Rows from a pointing dataset

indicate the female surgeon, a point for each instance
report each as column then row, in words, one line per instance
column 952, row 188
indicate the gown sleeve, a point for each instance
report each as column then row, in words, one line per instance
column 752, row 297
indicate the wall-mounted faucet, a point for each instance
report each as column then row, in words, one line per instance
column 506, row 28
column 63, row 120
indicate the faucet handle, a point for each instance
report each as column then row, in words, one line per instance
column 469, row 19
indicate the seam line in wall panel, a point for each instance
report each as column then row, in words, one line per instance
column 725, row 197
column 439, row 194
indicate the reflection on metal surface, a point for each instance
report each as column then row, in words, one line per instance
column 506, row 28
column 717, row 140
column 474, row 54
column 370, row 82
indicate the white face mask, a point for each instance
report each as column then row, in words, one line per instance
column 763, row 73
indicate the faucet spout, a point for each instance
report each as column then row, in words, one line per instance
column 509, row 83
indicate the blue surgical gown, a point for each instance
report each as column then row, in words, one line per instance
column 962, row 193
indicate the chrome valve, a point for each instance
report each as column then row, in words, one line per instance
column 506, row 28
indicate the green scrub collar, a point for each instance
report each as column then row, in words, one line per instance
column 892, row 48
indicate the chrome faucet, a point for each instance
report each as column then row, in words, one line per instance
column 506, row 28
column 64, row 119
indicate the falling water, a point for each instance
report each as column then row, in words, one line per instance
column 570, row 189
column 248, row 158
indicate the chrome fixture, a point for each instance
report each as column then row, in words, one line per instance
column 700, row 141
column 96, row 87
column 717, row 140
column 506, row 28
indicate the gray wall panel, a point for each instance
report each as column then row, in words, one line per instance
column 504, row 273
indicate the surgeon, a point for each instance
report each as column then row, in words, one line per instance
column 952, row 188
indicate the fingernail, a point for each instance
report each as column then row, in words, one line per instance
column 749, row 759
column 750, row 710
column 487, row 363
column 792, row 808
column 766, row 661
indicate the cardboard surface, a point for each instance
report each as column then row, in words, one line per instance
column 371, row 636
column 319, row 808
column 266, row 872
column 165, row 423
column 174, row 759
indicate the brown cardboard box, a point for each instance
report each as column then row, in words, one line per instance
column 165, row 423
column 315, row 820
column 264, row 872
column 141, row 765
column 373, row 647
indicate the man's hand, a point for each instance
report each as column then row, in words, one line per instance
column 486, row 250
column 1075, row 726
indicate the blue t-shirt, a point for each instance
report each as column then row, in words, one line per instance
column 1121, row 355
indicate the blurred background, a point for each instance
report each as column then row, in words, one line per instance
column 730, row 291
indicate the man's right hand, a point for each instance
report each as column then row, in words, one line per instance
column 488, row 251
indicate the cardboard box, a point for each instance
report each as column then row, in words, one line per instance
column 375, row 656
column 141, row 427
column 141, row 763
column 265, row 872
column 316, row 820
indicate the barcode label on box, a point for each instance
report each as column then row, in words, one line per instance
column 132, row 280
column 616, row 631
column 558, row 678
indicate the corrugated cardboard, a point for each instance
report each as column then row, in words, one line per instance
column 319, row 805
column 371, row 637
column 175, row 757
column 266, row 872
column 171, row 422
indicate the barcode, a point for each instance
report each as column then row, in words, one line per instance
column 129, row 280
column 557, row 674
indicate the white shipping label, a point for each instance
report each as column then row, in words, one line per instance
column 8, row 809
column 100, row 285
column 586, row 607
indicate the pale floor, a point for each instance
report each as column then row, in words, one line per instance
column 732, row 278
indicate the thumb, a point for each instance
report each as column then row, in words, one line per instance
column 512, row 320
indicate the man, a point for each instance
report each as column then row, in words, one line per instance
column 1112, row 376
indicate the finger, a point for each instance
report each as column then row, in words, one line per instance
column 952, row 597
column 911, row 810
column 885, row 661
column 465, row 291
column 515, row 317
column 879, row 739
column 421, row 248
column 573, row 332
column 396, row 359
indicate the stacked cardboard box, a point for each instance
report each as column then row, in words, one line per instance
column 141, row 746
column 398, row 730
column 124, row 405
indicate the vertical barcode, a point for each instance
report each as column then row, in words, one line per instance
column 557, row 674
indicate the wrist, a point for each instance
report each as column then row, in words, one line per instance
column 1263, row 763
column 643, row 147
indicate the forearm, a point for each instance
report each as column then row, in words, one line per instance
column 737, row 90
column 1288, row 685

---

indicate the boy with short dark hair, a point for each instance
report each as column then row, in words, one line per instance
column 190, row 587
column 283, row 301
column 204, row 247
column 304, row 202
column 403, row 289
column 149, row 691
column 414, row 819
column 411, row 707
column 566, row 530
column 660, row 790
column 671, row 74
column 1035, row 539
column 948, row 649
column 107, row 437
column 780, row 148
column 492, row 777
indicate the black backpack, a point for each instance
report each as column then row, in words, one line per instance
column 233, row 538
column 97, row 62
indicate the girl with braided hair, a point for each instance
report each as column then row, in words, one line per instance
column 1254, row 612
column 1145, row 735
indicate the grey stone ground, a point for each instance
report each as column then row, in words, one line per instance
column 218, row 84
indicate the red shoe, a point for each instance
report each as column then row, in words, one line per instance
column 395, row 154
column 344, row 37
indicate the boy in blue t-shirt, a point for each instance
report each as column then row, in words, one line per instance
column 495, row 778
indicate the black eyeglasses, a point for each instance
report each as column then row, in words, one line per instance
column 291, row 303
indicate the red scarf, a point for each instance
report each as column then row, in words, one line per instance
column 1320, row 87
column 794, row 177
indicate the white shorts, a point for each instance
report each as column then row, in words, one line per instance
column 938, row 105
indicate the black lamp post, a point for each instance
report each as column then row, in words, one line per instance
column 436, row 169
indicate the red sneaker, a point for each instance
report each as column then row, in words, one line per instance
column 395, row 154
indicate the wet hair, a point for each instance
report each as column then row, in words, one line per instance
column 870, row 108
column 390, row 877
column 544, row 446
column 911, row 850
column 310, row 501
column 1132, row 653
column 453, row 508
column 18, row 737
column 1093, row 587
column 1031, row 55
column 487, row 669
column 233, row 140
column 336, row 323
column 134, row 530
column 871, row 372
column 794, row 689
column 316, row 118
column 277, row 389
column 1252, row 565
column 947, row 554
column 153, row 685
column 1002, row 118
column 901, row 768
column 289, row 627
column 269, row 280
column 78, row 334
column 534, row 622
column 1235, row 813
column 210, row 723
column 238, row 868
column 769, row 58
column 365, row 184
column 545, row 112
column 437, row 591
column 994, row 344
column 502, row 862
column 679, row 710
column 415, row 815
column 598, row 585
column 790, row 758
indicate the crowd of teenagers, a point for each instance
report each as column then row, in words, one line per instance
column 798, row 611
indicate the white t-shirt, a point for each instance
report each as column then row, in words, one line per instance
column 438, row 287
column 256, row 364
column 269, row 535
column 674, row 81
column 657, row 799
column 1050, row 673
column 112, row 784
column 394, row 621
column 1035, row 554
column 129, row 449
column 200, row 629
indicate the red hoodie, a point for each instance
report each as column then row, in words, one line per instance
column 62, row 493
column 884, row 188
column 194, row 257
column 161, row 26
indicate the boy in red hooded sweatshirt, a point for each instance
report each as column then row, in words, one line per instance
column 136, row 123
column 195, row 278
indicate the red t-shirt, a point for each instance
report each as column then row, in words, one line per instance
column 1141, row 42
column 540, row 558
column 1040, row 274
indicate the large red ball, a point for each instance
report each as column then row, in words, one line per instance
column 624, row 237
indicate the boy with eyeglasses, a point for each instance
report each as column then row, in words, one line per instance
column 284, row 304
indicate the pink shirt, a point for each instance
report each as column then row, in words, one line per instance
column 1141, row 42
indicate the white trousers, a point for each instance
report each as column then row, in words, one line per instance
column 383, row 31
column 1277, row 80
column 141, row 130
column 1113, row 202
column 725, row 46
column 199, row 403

* * *

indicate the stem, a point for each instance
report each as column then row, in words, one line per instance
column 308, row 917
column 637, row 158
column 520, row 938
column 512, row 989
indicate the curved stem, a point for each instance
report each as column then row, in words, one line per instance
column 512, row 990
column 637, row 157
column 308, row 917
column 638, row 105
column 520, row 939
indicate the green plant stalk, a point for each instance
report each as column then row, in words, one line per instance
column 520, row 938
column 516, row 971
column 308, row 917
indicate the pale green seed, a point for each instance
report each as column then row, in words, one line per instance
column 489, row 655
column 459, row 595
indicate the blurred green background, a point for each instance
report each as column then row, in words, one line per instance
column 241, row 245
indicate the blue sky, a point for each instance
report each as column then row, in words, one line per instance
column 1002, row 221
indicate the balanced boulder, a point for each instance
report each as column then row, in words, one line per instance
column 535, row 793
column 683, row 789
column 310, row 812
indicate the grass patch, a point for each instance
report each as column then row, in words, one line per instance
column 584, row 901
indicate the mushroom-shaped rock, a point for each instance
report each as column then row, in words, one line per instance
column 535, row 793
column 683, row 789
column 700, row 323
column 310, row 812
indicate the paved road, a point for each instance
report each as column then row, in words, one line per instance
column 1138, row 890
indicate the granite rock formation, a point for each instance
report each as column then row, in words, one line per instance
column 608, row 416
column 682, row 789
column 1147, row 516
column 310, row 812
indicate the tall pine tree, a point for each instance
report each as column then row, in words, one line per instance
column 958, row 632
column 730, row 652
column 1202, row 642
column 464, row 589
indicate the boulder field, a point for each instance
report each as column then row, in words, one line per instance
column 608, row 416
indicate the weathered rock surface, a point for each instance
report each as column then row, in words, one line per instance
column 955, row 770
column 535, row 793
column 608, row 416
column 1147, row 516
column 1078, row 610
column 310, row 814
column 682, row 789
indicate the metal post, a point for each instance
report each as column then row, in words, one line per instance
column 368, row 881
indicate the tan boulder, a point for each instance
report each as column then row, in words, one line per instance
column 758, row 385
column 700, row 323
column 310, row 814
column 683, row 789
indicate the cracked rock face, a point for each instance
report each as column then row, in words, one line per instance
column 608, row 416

Work to complete
Rewrite everything from the line containing "indicate the female" down to the line containing "column 248, row 158", replacing "faucet" with "tap" and leaving all else unchanged.

Expected answer
indicate the female surgeon, a point for each instance
report each as column then row, in words, one line per instance
column 952, row 188
indicate the gown sleeve, a point for each instance
report each as column then row, in words, one line per instance
column 752, row 297
indicate the wall-mounted tap, a point for each instance
report each as column then row, in words, one line per instance
column 506, row 28
column 63, row 120
indicate the tap handle, a point for each instance
report each as column then row, in words, one line per instance
column 469, row 19
indicate the seam line in wall panel, a point for each instance
report each as column then row, in words, one line per instance
column 725, row 197
column 439, row 194
indicate the reflection on metal surface, a point for each instance
report each as column then row, in words, one line per instance
column 506, row 28
column 717, row 140
column 474, row 54
column 370, row 82
indicate the white face mask, a point for each instance
report each as column then row, in words, one line per instance
column 763, row 73
indicate the tap spout, a point for each instance
report each as column then row, in words, one line per instance
column 509, row 83
indicate the blue surgical gown, a point for each instance
report each as column then row, in words, one line per instance
column 962, row 193
indicate the chrome valve, a point for each instance
report each as column then row, in words, one line per instance
column 506, row 28
indicate the green scrub collar, a point for each instance
report each as column then row, in words, one line per instance
column 892, row 48
indicate the chrome tap, a point for each instance
report each as column then row, in words, one line per instance
column 506, row 28
column 64, row 119
indicate the falling water, a point for each instance
report each as column then row, in words, one line per instance
column 570, row 189
column 248, row 158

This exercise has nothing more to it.